**Goal of the exercise:** Recast the records below as a two-column CSV with the header "prompt" and "answer". Give one row per record, with its text under "prompt" and its full answer under "answer". Enclose every field in double quotes and replace any line breaks with spaces.

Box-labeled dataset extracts

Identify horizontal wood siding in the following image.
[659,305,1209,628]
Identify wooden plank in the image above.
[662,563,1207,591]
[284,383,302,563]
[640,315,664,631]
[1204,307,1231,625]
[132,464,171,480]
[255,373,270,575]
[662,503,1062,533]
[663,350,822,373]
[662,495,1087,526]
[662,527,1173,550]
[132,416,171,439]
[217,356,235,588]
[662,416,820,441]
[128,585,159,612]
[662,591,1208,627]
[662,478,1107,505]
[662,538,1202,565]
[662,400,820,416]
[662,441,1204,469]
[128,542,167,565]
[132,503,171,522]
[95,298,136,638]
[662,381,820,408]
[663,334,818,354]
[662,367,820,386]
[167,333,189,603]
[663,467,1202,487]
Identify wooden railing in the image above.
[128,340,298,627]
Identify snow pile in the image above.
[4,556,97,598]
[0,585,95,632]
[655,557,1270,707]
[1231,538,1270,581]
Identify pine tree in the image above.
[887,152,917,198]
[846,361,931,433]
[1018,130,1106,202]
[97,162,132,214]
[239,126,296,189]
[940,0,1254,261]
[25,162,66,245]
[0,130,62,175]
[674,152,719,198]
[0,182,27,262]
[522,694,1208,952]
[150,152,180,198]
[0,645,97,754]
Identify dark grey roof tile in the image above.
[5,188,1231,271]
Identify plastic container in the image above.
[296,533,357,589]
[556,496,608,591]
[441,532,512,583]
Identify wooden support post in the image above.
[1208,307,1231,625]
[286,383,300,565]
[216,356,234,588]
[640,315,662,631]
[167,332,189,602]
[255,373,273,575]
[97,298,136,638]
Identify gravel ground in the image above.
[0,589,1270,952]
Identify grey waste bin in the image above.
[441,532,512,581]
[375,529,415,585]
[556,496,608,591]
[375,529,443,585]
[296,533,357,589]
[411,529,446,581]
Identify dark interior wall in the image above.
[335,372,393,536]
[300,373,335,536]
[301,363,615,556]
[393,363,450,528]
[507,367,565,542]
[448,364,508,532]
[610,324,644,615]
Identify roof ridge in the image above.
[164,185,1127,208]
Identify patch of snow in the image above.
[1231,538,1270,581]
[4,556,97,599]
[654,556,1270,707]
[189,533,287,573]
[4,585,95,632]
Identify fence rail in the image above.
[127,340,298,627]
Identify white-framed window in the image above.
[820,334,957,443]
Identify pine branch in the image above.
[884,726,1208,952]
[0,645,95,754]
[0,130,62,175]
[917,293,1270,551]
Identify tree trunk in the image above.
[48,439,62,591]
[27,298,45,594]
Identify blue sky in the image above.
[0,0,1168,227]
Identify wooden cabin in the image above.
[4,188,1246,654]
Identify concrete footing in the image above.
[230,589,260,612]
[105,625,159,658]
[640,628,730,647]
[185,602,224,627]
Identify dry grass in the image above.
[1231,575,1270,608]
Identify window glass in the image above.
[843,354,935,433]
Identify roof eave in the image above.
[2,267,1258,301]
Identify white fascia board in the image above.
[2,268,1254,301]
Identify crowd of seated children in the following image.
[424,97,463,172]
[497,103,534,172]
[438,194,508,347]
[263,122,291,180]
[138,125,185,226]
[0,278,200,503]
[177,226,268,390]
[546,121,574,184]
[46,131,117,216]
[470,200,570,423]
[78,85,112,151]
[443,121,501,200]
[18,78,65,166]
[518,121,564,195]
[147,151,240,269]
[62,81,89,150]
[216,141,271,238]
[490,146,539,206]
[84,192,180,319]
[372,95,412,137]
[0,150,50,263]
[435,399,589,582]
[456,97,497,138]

**Answer to this problem:**
prompt,answer
"Identify horizontal wood siding in the following image.","[659,305,1209,628]"
"Identify wooden plank in the image above.","[662,563,1207,591] [284,383,302,563] [640,315,664,631] [1204,307,1231,625] [132,464,171,480] [255,373,270,575] [662,503,1062,533] [663,350,822,373] [662,495,1087,526] [662,527,1173,550] [132,416,171,439] [217,356,235,588] [662,416,820,441] [128,585,159,612] [662,591,1208,627] [662,478,1107,505] [662,538,1202,565] [662,400,820,416] [662,441,1204,469] [128,542,167,565] [132,503,171,522] [95,298,136,638] [662,381,820,408] [663,334,818,354] [662,367,820,386] [167,333,189,603] [663,467,1202,487]"
"Identify wooden railing in the image above.","[128,340,298,627]"
"Identify snow pile in the image above.","[4,556,97,598] [0,585,95,632] [655,557,1270,707] [1231,538,1270,581]"
"Identify pine tree in the image above.","[887,152,917,198] [846,361,931,433] [1018,130,1106,202] [97,162,132,214] [239,126,296,189] [940,0,1254,261] [25,162,66,245] [0,130,62,175] [674,152,719,198] [0,182,27,262] [522,694,1208,952] [150,152,180,198] [0,645,97,754]"
"Identify dark grey roof tile in the image above.","[5,188,1231,271]"
"Identify plastic container in the image above.","[296,533,357,589] [556,496,608,591] [441,532,512,583]"
"Identify wooden support post in the image above.","[1208,307,1231,625] [286,383,300,565] [216,356,234,588] [640,315,662,631] [167,332,189,602] [255,373,273,575] [97,298,136,638]"
"Identify gravel ground in the image above.","[0,589,1270,952]"
"Identify grey waste bin in the image above.","[441,532,512,581] [375,529,415,585] [556,496,608,591] [375,529,443,585] [296,533,357,589] [411,529,446,581]"
"Identify dark interior wall in the image above.","[335,372,393,536] [300,373,335,536] [301,363,615,556] [393,363,450,528] [507,367,565,542] [448,364,508,532] [610,324,644,615]"
"Identify roof ridge in the image above.","[164,185,1127,208]"
"Identify patch of snow in the image above.","[1231,538,1270,581] [4,556,97,599] [654,556,1270,707] [189,533,287,573] [4,585,95,632]"
"Identify fence rail in the image above.","[127,340,298,627]"
"Identify white-framed window in the image above.","[820,334,957,443]"
"Identify pine branch in the image above.","[884,726,1208,952] [0,645,95,754] [0,130,62,175] [917,293,1270,551]"
"Identify tree trunk in the image above.","[48,439,62,591] [27,298,45,594]"
"Identify blue sky in the image above.","[0,0,1168,227]"
"Identify wooden cabin in the image above.","[4,188,1246,654]"
"Identify concrete footing in the image above.","[230,589,260,612] [105,625,159,658] [640,628,730,647] [185,602,224,627]"
"Identify dry grass in the image above.","[1231,575,1270,608]"
"Identify window glass in the image above.","[843,354,935,433]"
"Identify roof eave in the image above.","[2,267,1258,301]"
"Identify white fascia board in the image above.","[2,268,1254,301]"
"Identify crowd of seated children in the following image.","[424,97,463,172] [497,103,534,172] [438,194,508,347] [263,122,291,180] [138,125,185,226] [0,278,200,503] [177,226,268,390] [546,121,574,184] [46,131,117,216] [470,200,570,423] [78,85,112,151] [443,121,501,200] [18,78,65,166] [518,121,564,195] [147,151,240,269] [62,81,89,150] [216,141,271,238] [490,146,539,206] [84,192,180,319] [372,95,412,137] [0,150,50,263] [435,399,589,582] [456,97,497,138]"